# DATA IN THIS EXERCISE start

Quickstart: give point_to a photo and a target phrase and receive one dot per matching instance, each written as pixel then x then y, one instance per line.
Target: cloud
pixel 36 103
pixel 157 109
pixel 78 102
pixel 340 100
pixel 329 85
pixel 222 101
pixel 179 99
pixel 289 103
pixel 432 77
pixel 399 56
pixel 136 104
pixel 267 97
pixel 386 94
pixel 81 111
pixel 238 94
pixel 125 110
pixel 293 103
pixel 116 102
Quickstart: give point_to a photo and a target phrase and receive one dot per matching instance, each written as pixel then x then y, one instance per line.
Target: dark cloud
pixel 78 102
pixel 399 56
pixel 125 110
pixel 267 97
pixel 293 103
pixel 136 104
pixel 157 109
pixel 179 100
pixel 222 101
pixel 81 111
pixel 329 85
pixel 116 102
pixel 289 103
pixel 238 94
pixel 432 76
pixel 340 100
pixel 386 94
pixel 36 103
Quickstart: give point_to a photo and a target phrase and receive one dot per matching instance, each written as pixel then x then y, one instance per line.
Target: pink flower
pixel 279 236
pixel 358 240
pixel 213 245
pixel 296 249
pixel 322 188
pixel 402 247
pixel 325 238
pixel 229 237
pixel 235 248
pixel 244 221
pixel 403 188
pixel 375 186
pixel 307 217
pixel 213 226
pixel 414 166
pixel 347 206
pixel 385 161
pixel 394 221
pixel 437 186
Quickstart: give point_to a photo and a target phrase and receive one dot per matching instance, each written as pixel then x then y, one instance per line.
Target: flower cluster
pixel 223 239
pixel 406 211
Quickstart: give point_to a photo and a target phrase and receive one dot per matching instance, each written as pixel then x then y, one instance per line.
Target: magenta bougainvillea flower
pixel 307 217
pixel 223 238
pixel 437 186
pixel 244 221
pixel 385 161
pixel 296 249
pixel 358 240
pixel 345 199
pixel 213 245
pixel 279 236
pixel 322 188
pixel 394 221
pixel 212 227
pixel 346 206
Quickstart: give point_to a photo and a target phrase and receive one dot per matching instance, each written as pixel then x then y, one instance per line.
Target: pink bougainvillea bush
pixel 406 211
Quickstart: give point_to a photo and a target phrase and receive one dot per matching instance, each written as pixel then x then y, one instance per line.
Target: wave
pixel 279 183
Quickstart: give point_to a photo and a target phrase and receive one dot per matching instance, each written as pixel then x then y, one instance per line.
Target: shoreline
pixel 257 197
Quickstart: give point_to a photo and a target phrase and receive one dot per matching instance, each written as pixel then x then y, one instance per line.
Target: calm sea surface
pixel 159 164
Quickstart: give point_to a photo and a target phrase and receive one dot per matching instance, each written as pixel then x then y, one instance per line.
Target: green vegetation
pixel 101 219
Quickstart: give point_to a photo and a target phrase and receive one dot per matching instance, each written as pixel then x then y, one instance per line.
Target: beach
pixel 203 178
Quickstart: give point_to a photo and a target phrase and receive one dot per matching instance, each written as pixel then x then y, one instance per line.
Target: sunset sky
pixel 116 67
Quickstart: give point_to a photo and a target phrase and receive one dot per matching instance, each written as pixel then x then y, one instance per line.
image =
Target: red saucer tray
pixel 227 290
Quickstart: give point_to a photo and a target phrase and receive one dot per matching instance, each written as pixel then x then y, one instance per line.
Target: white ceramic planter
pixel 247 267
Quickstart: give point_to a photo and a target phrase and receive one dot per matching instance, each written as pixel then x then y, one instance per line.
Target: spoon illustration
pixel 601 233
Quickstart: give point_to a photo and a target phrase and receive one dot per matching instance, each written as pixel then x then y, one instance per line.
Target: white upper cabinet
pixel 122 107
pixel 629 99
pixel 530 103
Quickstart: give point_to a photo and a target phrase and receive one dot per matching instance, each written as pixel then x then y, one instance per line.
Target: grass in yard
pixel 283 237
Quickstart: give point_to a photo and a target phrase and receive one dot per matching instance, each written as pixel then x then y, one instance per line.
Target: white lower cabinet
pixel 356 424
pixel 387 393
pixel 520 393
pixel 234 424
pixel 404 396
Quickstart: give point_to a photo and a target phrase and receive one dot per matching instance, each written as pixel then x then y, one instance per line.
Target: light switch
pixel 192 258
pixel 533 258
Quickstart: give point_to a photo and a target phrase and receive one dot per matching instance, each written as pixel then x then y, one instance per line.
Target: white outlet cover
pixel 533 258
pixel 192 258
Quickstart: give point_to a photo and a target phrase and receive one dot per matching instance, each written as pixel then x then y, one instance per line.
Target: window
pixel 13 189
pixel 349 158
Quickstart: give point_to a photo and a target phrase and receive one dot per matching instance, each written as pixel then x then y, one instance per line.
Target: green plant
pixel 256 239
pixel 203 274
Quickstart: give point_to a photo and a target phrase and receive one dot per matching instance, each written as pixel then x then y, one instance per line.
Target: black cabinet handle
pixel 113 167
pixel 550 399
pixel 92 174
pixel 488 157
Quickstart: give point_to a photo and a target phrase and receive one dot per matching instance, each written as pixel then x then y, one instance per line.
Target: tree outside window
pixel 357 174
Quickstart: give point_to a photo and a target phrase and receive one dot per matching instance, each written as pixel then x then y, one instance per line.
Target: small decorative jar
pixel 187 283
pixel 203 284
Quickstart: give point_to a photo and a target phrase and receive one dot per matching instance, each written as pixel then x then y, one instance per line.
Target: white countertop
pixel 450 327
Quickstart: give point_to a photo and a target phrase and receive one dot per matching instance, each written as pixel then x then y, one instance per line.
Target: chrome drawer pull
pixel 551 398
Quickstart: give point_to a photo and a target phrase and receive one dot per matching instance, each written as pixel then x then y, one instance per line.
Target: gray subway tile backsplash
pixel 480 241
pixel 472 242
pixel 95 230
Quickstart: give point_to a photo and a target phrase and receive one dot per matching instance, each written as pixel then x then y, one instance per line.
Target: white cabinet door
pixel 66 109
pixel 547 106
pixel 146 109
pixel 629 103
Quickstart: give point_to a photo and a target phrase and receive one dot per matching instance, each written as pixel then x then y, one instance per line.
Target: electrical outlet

# DATA IN THIS EXERCISE end

### SHORT TASK:
Repeat the entries shown above, every one, word for word.

### WRITTEN RESPONSE:
Quickstart: give point_to a photo and a target phrase and receive one dot per matching instance, each written as pixel then x then y, one instance per line.
Target: cloud
pixel 36 103
pixel 157 109
pixel 78 102
pixel 340 100
pixel 329 85
pixel 222 101
pixel 179 99
pixel 289 103
pixel 432 77
pixel 399 56
pixel 136 104
pixel 267 97
pixel 386 94
pixel 81 111
pixel 238 94
pixel 125 110
pixel 293 103
pixel 116 102
Quickstart: give point_to a photo and a target phrase and receive one dot per matching instance, each written as pixel then x then y, one instance per line.
Target: dark cloud
pixel 78 102
pixel 399 56
pixel 125 110
pixel 267 97
pixel 293 103
pixel 136 104
pixel 157 109
pixel 179 100
pixel 222 101
pixel 81 111
pixel 329 85
pixel 116 102
pixel 289 103
pixel 238 94
pixel 432 76
pixel 340 100
pixel 386 94
pixel 36 103
Quickstart: give point_to a photo and a target phrase and receive one dot per matching instance, each written as pixel then x then y, one instance per line.
Target: pink flower
pixel 279 236
pixel 358 240
pixel 213 245
pixel 296 249
pixel 322 188
pixel 402 247
pixel 325 238
pixel 229 237
pixel 235 248
pixel 244 221
pixel 403 188
pixel 375 186
pixel 307 217
pixel 213 226
pixel 414 166
pixel 347 206
pixel 385 161
pixel 394 221
pixel 437 186
Quickstart: give point_to a photo and a target phrase and receive one dot per matching instance, each written as pixel then x then y, one instance per line.
Target: flower cluster
pixel 223 239
pixel 406 211
Quickstart: give point_to a photo and a target phrase and receive one dot per matching instance, each written as pixel then x then y, one instance per line.
Target: magenta bougainvillea flower
pixel 307 217
pixel 223 238
pixel 437 186
pixel 244 221
pixel 385 161
pixel 296 249
pixel 358 240
pixel 345 199
pixel 213 245
pixel 279 236
pixel 322 188
pixel 394 221
pixel 212 227
pixel 346 206
Quickstart: give point_to a photo and a target phrase and receive one dot per matching instance, each written as pixel then x then y, one instance per line.
Target: pink bougainvillea bush
pixel 406 211
Quickstart: give point_to a photo and a target phrase and receive one dot per matching instance, each written as pixel then x then y, one instance per line.
Target: wave
pixel 279 183
Quickstart: give point_to a photo and a target phrase and receive one dot per matching instance, each written as pixel then x then y, one instance per line.
Target: shoreline
pixel 257 197
Quickstart: give point_to a photo and a target phrase and receive one dot per matching instance, each written as pixel then x then y, one instance per line.
Target: calm sea surface
pixel 159 164
Quickstart: give point_to a photo and a target phrase and receive one dot per matching instance, each written as pixel then x then y, one instance per line.
Target: green vegetation
pixel 101 219
Quickstart: give point_to a photo and a target phrase and receive one dot per matching instance, each written as pixel then x then y, one instance per line.
Target: beach
pixel 203 178
Quickstart: give point_to a photo and a target phrase and receive one dot per matching instance, each written as pixel then x then y, one instance per line.
Target: sunset sky
pixel 116 67
Quickstart: give point_to a photo and a target phrase and receive one dot per matching instance, each written as pixel then x then y, one instance per line.
image =
Target: red saucer tray
pixel 227 290
Quickstart: give point_to a photo and a target phrase and receive one dot per matching instance, each written as pixel then x then y, one instance per line.
Target: white ceramic planter
pixel 247 267
Quickstart: give point_to a photo and a target phrase and receive one dot per matching instance, each written as pixel then x then y, one instance per line.
Target: spoon illustration
pixel 601 233
Quickstart: give point_to a photo and a target phrase and receive one dot per matching instance, each written as pixel then x then y, one instance per line.
Target: white upper cabinet
pixel 122 107
pixel 629 99
pixel 530 103
Quickstart: give point_to a photo and a target phrase and receive one dot per matching instance, each written as pixel then x then y, one instance per line.
Target: grass in yard
pixel 283 237
Quickstart: give point_to a photo and a target phrase and receive one dot per matching instance, each written as pixel then x then y, one instance per line.
Target: white lower cabinet
pixel 356 424
pixel 387 393
pixel 520 393
pixel 234 424
pixel 404 396
Quickstart: give point_to a photo and a target phrase and receive one dot per matching instance, each written as pixel then x then y, one instance per line.
Target: light switch
pixel 192 258
pixel 533 258
Quickstart: give point_to a photo and a target phrase and receive one dot per matching instance, each written as pixel then x then y, one instance per line.
Target: white outlet cover
pixel 533 258
pixel 192 258
Quickstart: give point_to a photo and a target phrase and receive one dot per matching instance, each written as pixel then x then y, one instance per line.
Target: window
pixel 13 189
pixel 349 158
Quickstart: give point_to a photo and a target phrase and receive one dot per matching instance, each written as pixel then x then y, one instance per line.
Target: green plant
pixel 256 239
pixel 203 274
Quickstart: give point_to a photo and a target phrase and receive one dot per matching instance, each written as pixel then x then y, one instance per line.
Target: black cabinet handle
pixel 113 167
pixel 550 399
pixel 92 174
pixel 488 157
Quickstart: give point_to a photo and a target phrase and receive one dot per matching instance, each written as pixel then x then y, one instance per line.
Target: tree outside window
pixel 357 174
Quickstart: give point_to a photo and a target phrase and receive one dot per matching instance, each written as pixel then x then y, one instance per line.
Target: small decorative jar
pixel 187 283
pixel 203 284
Quickstart: give point_to a photo and a target phrase and receive one dot per matching instance, each written as pixel then x then y, one instance per line.
Target: white countertop
pixel 450 327
Quickstart: give point_to a photo and a target phrase and receive one dot per matching instance, each written as pixel then x then y, one instance per line.
Target: chrome drawer pull
pixel 551 398
Quickstart: give point_to a photo and a target phrase and receive one dot per matching instance, each written as pixel then x then y, one instance per line.
Target: gray subway tile backsplash
pixel 480 241
pixel 472 242
pixel 95 230
Quickstart: give point_to a photo and a target phrase and receive one dot per matching instance, each written as pixel then x then y, one instance per line.
Target: white cabinet door
pixel 66 109
pixel 547 106
pixel 146 109
pixel 629 103
Quickstart: give point_to a photo and a target phrase and receive one dot per matching instance, each written as pixel then x then y, one instance per line.
Target: electrical outlet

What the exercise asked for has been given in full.